Request 1
Answer these questions about the Weinbrenner company history:
(a) What price did the founders pay for the Knoll Shoe Company?
(b) Which work boot brand was introduced in 1918?
(c) Under which union did Weinbrenner workers unionize in 1943?

The Weinbrenner Shoe Company was founded by Albert H. Weinbrenner, the son of a German immigrant and cobbler. Originally working as an apprentice for his father repairing outsoles, he left at age 27 in 1892 to start his own business with Joseph Pfeifer. The two opened a small cobblery in Milwaukee, Wisconsin called "Weinbrenner and Pfeifer", specializing in "jobbing" shoes (referred to today as work boots). After eight years in repair and sale, the pair transitioned into manufacturing. In 1900 they purchased the Knoll Shoe Company for $1,500. The new company they formed was named the Albert H. Weinbrenner Company.

The company grew quickly, reaching production of 60 pairs of boots per day by 1902 and 2,500 pairs per day by 1905. In 1909, Weinbrenner moved to a new, larger factory of 158,000 square feet. Its innovate exterior design for the period led to its feature in several national architectural magazines. In the 1910s, the company began to diversify into producing boot styles designed for more particular trades. During the first World War, they were a major contributor of military boots for US Army infantry.

In 1918, the Thorogood brand of work boots was introduced and quickly garnered popularity. It remains Weinbrenner's most well-known brand by a significant margin.

In 1935, construction began on a new manufacturing plant in Marshfield, Wisconsin in order to raise production capacity to 3–4,000 boots per day. In the following few years, new plants were also built in Merrill, Wisconsin and Antigo, Wisconsin. During the second World War, all production was directed towards the war effort. This led to the development of improved safety technology such as steel safety-toe caps, protective outsoles, and metatarsal guards.

In 1943, workers at Weinbrenner unionized under the International Boot and Shoe Workers Union, a first step in a long history of union support in the company (currently, the company is represented by the United Food and Commercial Workers International Union).

Source data
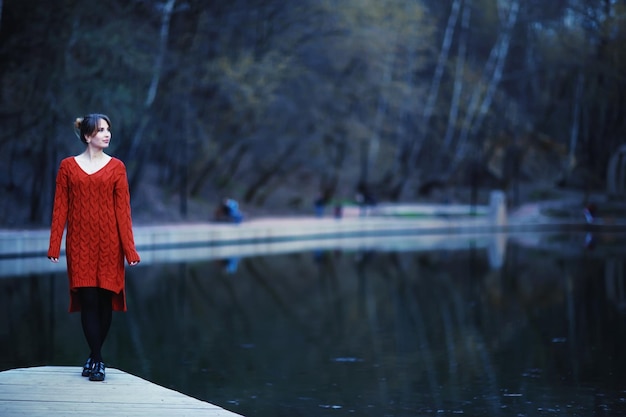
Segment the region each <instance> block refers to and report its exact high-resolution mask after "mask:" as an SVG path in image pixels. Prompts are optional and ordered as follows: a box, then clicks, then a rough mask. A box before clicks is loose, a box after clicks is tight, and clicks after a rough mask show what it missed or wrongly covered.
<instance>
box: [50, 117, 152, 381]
mask: <svg viewBox="0 0 626 417" xmlns="http://www.w3.org/2000/svg"><path fill="white" fill-rule="evenodd" d="M74 127H75V130H76V134H77V136H78V137H79V138H80V140H81V141H82V142H83V143H84V144H85V145H86V149H85V151H84V152H83V153H81V154H80V155H77V156H73V157H68V158H65V159H63V160H62V161H61V164H60V166H59V171H58V173H57V178H56V190H55V195H54V208H53V211H52V225H51V228H50V246H49V249H48V258H49V259H50V260H51V261H52V262H55V263H56V262H59V256H60V249H61V240H62V237H63V232H64V230H65V227H66V225H67V234H66V243H65V253H66V256H67V273H68V278H69V289H70V307H69V311H70V312H77V311H80V312H81V324H82V328H83V332H84V334H85V339H86V340H87V344H88V345H89V348H90V349H91V353H90V354H89V357H88V359H87V361H86V363H85V365H84V366H83V370H82V375H83V376H88V377H89V380H90V381H103V380H104V378H105V365H104V361H103V359H102V345H103V343H104V340H105V339H106V336H107V333H108V331H109V328H110V326H111V319H112V312H113V310H115V311H126V294H125V291H124V258H126V261H127V262H128V263H129V265H131V266H134V265H137V264H138V263H139V261H140V259H139V254H138V253H137V251H136V249H135V241H134V237H133V230H132V220H131V213H130V194H129V191H128V180H127V177H126V167H125V166H124V164H123V163H122V161H120V160H119V159H116V158H113V157H111V156H109V155H107V154H106V153H105V152H104V150H105V149H106V148H108V147H109V142H110V141H111V121H110V120H109V118H108V117H107V116H106V115H104V114H89V115H87V116H85V117H83V118H79V119H76V122H75V123H74Z"/></svg>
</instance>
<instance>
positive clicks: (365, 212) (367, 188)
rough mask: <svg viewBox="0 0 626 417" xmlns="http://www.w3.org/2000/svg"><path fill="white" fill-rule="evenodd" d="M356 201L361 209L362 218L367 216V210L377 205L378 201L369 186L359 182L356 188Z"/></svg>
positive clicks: (360, 182) (355, 194)
mask: <svg viewBox="0 0 626 417" xmlns="http://www.w3.org/2000/svg"><path fill="white" fill-rule="evenodd" d="M354 200H355V201H356V203H357V205H358V206H359V207H360V215H361V216H365V215H367V209H368V208H369V207H374V206H375V205H376V199H375V198H374V194H373V193H372V192H371V191H370V189H369V187H368V186H367V184H365V183H364V182H362V181H359V183H358V184H357V186H356V192H355V196H354Z"/></svg>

Request 2
Can you rewrite the part of the listing that opens with the line containing "</instance>" and closes with the line containing "positive clicks: (365, 212) (367, 188)" as a Markdown table with the columns Number and Record line, one row per line and no blank lines?

Answer 1
(a) $1,500
(b) Thorogood
(c) The International Boot and Shoe Workers Union

Answer 2
| Number | Record line |
|---|---|
| 1 | </instance> |
| 2 | <instance> |
| 3 | positive clicks: (365, 212) (367, 188) |